EXERCISE INSTRUCTIONS
Copy the data precisely, keeping every character.
--- Begin DATA FOR THE TASK ---
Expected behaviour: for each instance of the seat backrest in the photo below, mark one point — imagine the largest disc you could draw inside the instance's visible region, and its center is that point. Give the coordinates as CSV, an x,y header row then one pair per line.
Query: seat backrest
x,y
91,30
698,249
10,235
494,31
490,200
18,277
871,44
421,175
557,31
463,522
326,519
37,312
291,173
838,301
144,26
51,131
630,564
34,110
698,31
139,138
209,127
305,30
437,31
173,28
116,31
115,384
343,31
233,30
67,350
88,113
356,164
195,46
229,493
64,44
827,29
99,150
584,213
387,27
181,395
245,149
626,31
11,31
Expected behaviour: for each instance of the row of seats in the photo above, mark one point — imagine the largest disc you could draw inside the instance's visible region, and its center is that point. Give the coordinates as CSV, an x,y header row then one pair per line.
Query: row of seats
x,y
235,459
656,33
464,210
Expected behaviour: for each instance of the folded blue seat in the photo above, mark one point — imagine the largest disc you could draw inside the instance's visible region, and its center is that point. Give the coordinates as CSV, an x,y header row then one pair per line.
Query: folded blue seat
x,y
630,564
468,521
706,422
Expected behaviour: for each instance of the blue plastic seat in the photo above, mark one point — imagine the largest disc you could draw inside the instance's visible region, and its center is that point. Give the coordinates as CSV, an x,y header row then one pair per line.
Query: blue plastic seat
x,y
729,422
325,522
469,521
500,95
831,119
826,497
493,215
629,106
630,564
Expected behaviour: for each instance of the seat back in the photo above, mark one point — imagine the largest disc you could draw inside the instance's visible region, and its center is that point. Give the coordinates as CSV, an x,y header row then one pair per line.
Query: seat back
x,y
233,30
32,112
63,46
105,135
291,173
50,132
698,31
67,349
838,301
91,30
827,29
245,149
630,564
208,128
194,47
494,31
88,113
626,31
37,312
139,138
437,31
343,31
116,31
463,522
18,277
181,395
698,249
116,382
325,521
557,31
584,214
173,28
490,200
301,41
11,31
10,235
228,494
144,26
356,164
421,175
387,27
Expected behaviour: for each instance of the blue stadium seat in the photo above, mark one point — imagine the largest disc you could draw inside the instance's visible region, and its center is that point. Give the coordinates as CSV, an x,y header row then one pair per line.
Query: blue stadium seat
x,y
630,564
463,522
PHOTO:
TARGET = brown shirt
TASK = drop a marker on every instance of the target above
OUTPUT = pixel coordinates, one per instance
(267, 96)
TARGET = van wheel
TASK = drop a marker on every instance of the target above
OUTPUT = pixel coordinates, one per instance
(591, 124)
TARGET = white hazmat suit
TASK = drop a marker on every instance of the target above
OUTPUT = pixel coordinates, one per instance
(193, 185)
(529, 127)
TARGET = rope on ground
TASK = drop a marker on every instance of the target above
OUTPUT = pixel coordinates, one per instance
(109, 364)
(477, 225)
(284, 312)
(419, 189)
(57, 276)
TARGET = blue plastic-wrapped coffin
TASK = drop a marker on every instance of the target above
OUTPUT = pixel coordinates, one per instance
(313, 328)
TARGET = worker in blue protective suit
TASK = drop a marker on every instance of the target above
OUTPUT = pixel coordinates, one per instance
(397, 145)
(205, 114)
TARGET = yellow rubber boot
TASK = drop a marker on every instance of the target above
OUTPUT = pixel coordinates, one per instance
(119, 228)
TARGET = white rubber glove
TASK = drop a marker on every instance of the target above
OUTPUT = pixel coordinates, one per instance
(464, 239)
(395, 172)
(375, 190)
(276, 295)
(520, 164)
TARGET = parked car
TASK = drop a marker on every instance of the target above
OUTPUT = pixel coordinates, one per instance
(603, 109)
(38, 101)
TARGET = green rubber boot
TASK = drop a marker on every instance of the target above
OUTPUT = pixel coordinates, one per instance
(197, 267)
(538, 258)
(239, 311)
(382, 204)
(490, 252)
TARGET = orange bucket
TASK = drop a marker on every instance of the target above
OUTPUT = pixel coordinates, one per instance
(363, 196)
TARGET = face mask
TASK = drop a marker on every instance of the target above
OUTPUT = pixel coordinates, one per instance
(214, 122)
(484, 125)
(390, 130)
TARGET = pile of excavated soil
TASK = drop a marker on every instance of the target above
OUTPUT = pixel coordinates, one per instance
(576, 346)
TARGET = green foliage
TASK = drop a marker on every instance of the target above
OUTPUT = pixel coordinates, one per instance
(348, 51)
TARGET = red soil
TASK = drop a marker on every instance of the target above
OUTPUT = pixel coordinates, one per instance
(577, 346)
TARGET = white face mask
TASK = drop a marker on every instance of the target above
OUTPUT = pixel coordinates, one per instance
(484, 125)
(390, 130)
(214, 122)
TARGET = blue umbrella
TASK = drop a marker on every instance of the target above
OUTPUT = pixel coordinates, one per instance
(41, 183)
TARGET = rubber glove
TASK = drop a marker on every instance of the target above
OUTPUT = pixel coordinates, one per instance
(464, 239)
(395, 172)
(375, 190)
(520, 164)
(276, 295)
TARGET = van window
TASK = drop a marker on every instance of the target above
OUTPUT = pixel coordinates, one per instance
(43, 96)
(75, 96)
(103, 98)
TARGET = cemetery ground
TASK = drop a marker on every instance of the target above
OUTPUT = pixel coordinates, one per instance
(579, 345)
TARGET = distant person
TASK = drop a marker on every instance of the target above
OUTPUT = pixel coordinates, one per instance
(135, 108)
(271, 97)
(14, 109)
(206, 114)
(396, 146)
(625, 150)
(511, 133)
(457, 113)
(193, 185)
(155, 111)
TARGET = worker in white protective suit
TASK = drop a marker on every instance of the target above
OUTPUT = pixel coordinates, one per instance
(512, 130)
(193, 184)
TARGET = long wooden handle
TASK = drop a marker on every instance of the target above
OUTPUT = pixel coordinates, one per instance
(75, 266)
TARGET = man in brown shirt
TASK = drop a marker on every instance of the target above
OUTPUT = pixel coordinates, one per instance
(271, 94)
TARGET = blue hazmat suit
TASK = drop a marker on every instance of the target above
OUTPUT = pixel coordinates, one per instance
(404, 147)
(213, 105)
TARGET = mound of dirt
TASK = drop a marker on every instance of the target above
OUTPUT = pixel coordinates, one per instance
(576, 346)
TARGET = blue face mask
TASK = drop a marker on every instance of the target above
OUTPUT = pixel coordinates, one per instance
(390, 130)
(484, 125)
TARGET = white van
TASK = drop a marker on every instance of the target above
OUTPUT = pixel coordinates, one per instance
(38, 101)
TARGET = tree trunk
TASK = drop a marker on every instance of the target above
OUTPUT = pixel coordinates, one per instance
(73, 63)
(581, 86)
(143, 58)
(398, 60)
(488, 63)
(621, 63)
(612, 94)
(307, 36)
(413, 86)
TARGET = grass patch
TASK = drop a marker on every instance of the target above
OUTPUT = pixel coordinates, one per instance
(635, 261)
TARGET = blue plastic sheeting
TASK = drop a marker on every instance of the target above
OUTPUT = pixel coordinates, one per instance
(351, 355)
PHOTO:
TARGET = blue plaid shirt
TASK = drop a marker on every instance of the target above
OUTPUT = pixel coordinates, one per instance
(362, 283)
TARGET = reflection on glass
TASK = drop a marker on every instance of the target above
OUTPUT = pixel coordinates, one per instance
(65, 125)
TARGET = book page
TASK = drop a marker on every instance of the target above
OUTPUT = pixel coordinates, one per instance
--- End DATA FOR THE TASK ---
EXERCISE RESPONSE
Expected behaviour: for each instance of the seat backrest in the photo below, mark one point — imagine the largest disc you could draw inside the instance's visible region, and its center is that point. Give the coordinates as CSV, an x,y header row then one pair per line.
Query: seat backrest
x,y
91,30
698,249
10,235
494,31
490,200
18,277
871,44
421,175
557,31
463,522
326,519
37,312
291,173
838,301
144,26
51,131
630,564
34,110
698,31
139,138
209,127
305,30
437,31
173,28
116,31
115,384
343,31
233,30
67,350
88,113
356,164
195,46
229,493
64,44
827,29
99,150
584,213
387,27
181,395
245,149
626,31
11,31
Expected behaviour: for each instance of the row of seats in the photo above, mark one point — imagine the largest disc you could draw inside the instance's visible region, and its center is that point. Give the coordinates as CSV, an x,y header row then one pair per line.
Query: row of seats
x,y
235,459
656,33
464,210
Expected behaviour: for each instance of the folded blue seat in the photo above, mark one point — imagine the largest disc you could draw inside the instance's visible region, and its center is that point. Give the coordinates as CSV, an x,y header row then one pair per line.
Query: folded blue seat
x,y
630,564
468,521
706,422
Expected behaviour: for each instance of the blue plastic seat in the photo above, mark one point — imagine the largest disc you could draw inside the instance's visible region, and its center is that point. Give the coordinates as CSV, an x,y header row then one pair per line.
Query: blue plastic seat
x,y
729,422
325,522
469,521
500,95
831,119
826,497
493,215
629,106
630,564
Expected behaviour: for each instance of the seat back in the photo above, mark one point — imagine the largest disc you could draw inside the instance's visible region, and its center is that point. Give the coordinates as CSV, an x,y header row then one pair per line.
Query: seat back
x,y
233,30
32,112
63,46
105,135
291,173
50,132
698,31
67,349
838,301
91,30
827,29
245,149
630,564
208,128
194,47
494,31
88,113
626,31
37,312
139,138
437,31
343,31
116,31
463,522
18,277
181,395
698,249
116,382
325,521
557,31
584,214
173,28
490,200
301,41
11,31
10,235
228,494
144,26
356,164
421,175
387,27
Expected behaviour: for each instance of the blue stadium seat in the photo above, mark one point — imagine the largest disc you could draw inside the instance's visible region, and its center is that point. Give the coordinates as CSV, an x,y header row then one pair per line.
Query: blue stadium seat
x,y
630,564
463,522
PHOTO:
TARGET = brown shirt
TASK = drop a marker on every instance of the target above
OUTPUT = pixel coordinates, one per instance
(267, 96)
TARGET = van wheel
TASK = drop a marker on every instance of the target above
OUTPUT = pixel coordinates, one per instance
(591, 124)
TARGET = white hazmat suit
TASK = drop a marker on every instance of the target above
OUTPUT = pixel coordinates, one per instance
(193, 185)
(529, 127)
TARGET = rope on ground
TASK = drop a marker on every instance of the target above
OUTPUT = pixel coordinates, one per instance
(109, 364)
(477, 225)
(284, 312)
(419, 189)
(57, 276)
TARGET = blue plastic-wrapped coffin
TASK = drop a marker on every instance of the target above
OUTPUT = pixel coordinates, one per instance
(313, 328)
TARGET = worker in blue protective suit
TASK = drop a marker on every instance of the target above
OUTPUT = pixel coordinates, one per instance
(397, 145)
(205, 114)
TARGET = yellow rubber boot
TASK = drop a marker on every instance of the target above
OUTPUT = pixel coordinates, one per instance
(119, 228)
TARGET = white rubber glove
TASK = drop a marker on every instance of the target above
OUTPUT = pixel coordinates, one per instance
(464, 239)
(395, 172)
(375, 190)
(276, 295)
(520, 164)
TARGET = parked car
TASK = drop a marker on every instance of the target above
OUTPUT = pixel coordinates, one per instance
(603, 109)
(38, 101)
TARGET = green rubber boot
TASK = drop a marker on every instance of the target above
OUTPUT = pixel coordinates, one per instance
(197, 267)
(538, 258)
(239, 311)
(382, 204)
(490, 252)
TARGET = orange bucket
TASK = drop a marker on every instance of the target above
OUTPUT = pixel coordinates, one per instance
(363, 196)
TARGET = face mask
TASK = drop a marker on every instance of the target above
OUTPUT = pixel coordinates, one per instance
(214, 122)
(484, 125)
(390, 130)
TARGET = pile of excavated soil
TASK = drop a marker on every instance of the target above
OUTPUT = pixel coordinates, one per instance
(576, 346)
TARGET = green foliage
TASK = drop a marker on every instance of the target above
OUTPUT = pixel coordinates, one per instance
(348, 51)
TARGET = red soil
TASK = drop a marker on every instance of the target above
OUTPUT = pixel coordinates, one per instance
(577, 346)
TARGET = white face mask
TASK = drop a marker on every instance of the target above
OUTPUT = pixel coordinates, one per instance
(484, 125)
(390, 130)
(214, 122)
TARGET = blue umbrella
TASK = drop a marker on every instance of the target above
OUTPUT = pixel coordinates, one per instance
(41, 183)
TARGET = rubber glove
TASK = drop a marker on every instance of the target above
OUTPUT = pixel coordinates, one per instance
(464, 239)
(395, 172)
(375, 190)
(520, 164)
(276, 295)
TARGET = van window
TASK = drop a marker on every instance of the target above
OUTPUT = pixel coordinates, one per instance
(43, 96)
(75, 96)
(103, 98)
TARGET = cemetery ground
TASK = drop a marker on every instance of the target above
OUTPUT = pixel coordinates, one per instance
(579, 345)
TARGET = distant person
TASK = drop a marker on every instance of the target above
OUTPUT = pixel coordinates, one per instance
(135, 108)
(271, 97)
(14, 109)
(206, 114)
(396, 146)
(625, 150)
(511, 133)
(457, 113)
(193, 185)
(155, 111)
TARGET = worker in white protective suit
TASK = drop a marker on every instance of the target above
OUTPUT = pixel coordinates, one per instance
(512, 130)
(193, 184)
TARGET = long wooden handle
TASK = drop a marker on every instance of the target above
OUTPUT = pixel coordinates, one per instance
(75, 266)
TARGET = man in brown shirt
TASK = drop a marker on every instance of the target above
OUTPUT = pixel coordinates, one per instance
(271, 94)
TARGET = blue hazmat suit
TASK = drop a marker on every instance of the target above
OUTPUT = pixel coordinates, one per instance
(404, 147)
(213, 105)
TARGET = mound of dirt
TASK = drop a marker on every instance of the target above
OUTPUT = pixel coordinates, one per instance
(576, 346)
TARGET = blue face mask
TASK = drop a marker on every instance of the target above
OUTPUT = pixel coordinates, one per instance
(390, 130)
(484, 125)
TARGET = white van
TASK = drop a marker on every instance of the target above
OUTPUT = pixel coordinates, one per instance
(38, 101)
TARGET = tree trunk
TASK = drop a marker on every instance of the target above
OUTPUT = pixel coordinates, one per instance
(73, 63)
(581, 86)
(143, 58)
(398, 60)
(488, 63)
(621, 63)
(612, 94)
(307, 36)
(413, 86)
TARGET = grass patch
TASK = drop a marker on every instance of the target above
OUTPUT = pixel coordinates, one per instance
(635, 261)
TARGET = blue plastic sheeting
TASK = drop a marker on every instance of the target above
OUTPUT = pixel coordinates, one per instance
(351, 355)
PHOTO:
TARGET = blue plaid shirt
TASK = drop a marker on every instance of the target above
OUTPUT = pixel coordinates, one per instance
(362, 283)
TARGET = reflection on glass
TASK = drop a marker on every instance of the target above
OUTPUT = pixel coordinates, one per instance
(65, 125)
TARGET = book page
TASK = drop a marker on every instance of the target above
OUTPUT = pixel coordinates, one per instance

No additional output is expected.